Extrait retenu>
++++++++++
Ministre de l’Économie, 19 novembre 2003, n° ECOC0400150Y
MINISTRE DE L’ÉCONOMIE
Lettre
PARTIES
Demandeur :
MINISTRE DE L'ECONOMIE
Défendeur :
Conseil de la société Pinguely
MINISTRE DE L'ECONOMIE, DES FINANCES ET DE L'INDUSTRIE
Maître,
Par dépôt d'un dossier déclaré complet le 16 octobre 2003, vous avez notifié l'acquisition par le groupe Pinguely-Haulotte (ci-après " Pinguely "), auprès de la société Locamion, de la totalité du capital et des droits de vote de la société Lev SA (ci-après " Lev "). Cette acquisition a été formalisée par un contrat de cession d'actions en date du 17 septembre 2003.
++++++++++
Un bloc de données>
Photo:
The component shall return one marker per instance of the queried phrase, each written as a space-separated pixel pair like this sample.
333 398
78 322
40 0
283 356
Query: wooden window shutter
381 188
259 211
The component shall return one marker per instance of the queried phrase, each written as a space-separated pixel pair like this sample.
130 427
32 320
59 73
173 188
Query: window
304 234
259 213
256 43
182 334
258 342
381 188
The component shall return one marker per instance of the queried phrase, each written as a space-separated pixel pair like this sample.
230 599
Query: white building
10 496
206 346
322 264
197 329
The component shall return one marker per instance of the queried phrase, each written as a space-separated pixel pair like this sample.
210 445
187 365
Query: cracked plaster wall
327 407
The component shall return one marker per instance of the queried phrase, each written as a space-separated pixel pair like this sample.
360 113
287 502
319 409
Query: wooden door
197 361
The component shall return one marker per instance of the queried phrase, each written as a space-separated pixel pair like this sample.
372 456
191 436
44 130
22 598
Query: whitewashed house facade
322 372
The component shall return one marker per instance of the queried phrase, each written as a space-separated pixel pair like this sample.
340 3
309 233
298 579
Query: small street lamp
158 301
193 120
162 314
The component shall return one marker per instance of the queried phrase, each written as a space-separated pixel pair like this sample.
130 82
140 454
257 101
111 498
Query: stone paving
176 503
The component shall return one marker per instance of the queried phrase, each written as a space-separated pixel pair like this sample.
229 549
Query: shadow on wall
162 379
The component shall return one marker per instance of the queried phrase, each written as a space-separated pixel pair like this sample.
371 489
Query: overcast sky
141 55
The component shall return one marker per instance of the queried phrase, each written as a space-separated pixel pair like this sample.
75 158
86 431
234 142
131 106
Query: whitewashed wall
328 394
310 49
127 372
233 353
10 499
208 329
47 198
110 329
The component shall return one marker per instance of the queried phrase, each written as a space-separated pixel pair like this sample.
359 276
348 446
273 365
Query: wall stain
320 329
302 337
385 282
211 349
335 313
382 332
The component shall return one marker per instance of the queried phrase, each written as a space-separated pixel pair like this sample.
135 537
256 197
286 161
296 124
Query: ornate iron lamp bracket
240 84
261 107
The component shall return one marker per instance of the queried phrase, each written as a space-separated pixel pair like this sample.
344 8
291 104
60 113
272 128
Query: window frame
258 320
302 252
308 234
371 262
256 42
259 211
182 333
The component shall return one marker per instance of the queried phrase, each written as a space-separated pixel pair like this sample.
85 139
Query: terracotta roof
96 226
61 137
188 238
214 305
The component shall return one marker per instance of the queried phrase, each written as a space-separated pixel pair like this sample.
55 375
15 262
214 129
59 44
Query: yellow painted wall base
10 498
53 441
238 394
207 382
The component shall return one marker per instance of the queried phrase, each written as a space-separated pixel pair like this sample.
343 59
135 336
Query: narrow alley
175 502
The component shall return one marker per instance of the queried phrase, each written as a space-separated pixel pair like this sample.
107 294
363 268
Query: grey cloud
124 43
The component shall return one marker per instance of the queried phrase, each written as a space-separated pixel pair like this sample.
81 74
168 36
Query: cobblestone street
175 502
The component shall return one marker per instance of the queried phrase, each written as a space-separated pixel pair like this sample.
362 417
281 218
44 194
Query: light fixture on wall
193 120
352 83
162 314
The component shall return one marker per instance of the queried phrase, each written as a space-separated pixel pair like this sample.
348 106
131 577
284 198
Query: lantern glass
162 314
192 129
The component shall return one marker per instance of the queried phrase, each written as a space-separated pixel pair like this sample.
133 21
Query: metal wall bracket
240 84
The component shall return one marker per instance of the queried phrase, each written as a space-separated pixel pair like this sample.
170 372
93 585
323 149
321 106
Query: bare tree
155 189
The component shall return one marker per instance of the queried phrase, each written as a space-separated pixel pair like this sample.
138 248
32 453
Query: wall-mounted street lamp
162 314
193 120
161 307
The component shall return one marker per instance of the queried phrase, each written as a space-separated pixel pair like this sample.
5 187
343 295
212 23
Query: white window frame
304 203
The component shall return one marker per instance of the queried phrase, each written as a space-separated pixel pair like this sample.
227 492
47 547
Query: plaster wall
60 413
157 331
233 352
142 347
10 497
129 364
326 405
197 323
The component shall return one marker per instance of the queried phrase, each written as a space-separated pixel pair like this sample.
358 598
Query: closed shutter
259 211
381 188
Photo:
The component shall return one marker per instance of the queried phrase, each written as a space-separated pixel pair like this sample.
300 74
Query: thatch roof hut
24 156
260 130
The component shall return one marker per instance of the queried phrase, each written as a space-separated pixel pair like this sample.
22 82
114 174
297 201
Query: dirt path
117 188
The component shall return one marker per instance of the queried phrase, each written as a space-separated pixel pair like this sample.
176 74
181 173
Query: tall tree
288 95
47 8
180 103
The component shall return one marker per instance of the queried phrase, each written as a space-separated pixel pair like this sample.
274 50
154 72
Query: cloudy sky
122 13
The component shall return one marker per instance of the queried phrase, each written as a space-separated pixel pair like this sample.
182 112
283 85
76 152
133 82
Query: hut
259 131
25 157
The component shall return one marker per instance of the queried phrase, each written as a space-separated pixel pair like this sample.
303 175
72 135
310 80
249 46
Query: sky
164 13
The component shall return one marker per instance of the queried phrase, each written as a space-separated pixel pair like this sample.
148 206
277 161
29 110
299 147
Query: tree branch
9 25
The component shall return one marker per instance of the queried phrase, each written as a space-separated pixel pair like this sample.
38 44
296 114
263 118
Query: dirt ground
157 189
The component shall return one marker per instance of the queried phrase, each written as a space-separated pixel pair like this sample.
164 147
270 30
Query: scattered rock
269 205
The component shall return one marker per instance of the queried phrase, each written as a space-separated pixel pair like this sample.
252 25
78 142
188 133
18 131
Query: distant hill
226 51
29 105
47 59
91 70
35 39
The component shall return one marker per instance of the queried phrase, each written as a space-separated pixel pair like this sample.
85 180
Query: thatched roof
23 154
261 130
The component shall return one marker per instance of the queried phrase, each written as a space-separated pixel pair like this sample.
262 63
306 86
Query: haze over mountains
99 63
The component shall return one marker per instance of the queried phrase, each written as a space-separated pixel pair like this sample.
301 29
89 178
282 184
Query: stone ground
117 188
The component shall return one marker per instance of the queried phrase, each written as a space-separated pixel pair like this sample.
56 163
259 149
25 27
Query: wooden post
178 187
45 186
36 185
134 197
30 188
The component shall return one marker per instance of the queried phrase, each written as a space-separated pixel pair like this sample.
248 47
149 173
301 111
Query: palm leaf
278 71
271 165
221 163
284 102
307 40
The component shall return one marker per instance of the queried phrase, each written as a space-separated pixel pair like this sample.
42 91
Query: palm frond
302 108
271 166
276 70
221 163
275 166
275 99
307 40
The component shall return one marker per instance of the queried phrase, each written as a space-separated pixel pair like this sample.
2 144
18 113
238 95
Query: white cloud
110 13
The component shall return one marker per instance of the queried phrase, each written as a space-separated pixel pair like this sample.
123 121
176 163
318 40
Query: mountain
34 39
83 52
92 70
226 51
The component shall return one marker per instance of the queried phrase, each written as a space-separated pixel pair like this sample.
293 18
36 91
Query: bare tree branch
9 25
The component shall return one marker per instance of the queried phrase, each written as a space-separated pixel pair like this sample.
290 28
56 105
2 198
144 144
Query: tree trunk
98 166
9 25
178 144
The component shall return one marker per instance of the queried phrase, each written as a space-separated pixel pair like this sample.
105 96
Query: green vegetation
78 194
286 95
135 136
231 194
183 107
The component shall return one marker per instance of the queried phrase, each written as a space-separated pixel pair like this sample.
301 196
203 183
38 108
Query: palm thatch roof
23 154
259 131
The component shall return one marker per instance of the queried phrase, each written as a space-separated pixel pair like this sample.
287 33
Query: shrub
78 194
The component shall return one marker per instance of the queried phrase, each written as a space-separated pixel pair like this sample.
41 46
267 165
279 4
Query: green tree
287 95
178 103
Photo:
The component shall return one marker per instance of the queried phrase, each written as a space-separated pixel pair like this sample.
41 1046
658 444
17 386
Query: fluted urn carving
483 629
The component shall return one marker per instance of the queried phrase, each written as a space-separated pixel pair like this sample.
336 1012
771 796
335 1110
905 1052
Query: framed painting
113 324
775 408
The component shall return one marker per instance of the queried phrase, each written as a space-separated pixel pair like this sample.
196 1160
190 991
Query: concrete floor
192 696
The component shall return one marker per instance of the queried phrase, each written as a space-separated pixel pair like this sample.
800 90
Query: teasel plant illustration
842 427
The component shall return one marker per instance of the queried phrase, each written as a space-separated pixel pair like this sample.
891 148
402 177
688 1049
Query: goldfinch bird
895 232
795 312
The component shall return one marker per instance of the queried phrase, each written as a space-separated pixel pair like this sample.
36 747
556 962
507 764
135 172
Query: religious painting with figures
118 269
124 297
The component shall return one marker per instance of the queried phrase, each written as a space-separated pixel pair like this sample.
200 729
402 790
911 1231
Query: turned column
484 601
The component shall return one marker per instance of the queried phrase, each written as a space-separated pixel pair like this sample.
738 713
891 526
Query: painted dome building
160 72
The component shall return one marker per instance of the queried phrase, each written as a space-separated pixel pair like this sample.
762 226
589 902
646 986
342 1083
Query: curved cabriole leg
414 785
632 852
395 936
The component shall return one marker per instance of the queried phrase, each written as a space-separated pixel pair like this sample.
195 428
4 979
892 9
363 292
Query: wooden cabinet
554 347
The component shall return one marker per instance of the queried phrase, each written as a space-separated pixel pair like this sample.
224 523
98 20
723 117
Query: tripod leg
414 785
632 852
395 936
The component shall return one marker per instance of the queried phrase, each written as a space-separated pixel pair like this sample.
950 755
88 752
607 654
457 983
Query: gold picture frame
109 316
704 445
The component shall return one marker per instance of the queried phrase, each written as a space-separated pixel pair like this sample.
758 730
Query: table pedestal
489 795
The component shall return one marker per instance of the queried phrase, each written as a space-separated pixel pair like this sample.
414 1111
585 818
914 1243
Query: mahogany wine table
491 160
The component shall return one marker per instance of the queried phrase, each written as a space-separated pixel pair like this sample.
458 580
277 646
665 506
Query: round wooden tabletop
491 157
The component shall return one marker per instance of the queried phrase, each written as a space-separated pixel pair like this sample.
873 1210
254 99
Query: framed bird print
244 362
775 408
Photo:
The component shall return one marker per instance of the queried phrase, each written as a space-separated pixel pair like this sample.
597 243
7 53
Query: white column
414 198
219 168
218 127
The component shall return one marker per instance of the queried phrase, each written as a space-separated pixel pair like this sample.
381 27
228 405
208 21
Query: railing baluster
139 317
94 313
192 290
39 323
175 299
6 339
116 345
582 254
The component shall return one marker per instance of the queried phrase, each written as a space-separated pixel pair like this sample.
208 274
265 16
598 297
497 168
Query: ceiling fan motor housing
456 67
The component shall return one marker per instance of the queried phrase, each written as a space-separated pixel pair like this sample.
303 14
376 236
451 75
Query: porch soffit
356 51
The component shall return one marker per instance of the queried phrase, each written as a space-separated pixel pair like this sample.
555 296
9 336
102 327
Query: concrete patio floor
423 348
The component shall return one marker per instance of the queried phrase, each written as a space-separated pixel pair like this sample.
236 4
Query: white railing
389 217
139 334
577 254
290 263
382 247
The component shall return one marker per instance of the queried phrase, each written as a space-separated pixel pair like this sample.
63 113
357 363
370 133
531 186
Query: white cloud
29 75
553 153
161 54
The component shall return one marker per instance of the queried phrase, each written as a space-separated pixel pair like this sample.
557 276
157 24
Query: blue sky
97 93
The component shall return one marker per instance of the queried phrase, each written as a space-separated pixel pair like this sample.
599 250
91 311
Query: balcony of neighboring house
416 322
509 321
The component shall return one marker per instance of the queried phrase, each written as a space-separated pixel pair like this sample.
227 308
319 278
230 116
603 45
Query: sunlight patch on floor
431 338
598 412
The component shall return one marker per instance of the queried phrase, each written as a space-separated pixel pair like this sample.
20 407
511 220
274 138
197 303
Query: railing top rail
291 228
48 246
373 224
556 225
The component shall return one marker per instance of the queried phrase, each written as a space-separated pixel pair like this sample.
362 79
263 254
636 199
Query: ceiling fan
++++++++++
Série de tâches>
**A.** Reproduisez le passage de la lettre depuis « Ministre de l’Économie, 19 » jusqu'à « 17 septembre 2003. » inclus.
**B.** Relevez chaque ligne contenant la chaîne « ground », en tenant compte de la casse.

Réponses aux tâches>
**A.**
Ministre de l’Économie, 19 novembre 2003, n° ECOC0400150Y
MINISTRE DE L’ÉCONOMIE
Lettre
PARTIES
Demandeur :
MINISTRE DE L'ECONOMIE
Défendeur :
Conseil de la société Pinguely
MINISTRE DE L'ECONOMIE, DES FINANCES ET DE L'INDUSTRIE
Maître,
Par dépôt d'un dossier déclaré complet le 16 octobre 2003, vous avez notifié l'acquisition par le groupe Pinguely-Haulotte (ci-après " Pinguely "), auprès de la société Locamion, de la totalité du capital et des droits de vote de la société Lev SA (ci-après " Lev "). Cette acquisition a été formalisée par un contrat de cession d'actions en date du 17 septembre 2003.

**B.**
Query: dirt ground
Query: stone ground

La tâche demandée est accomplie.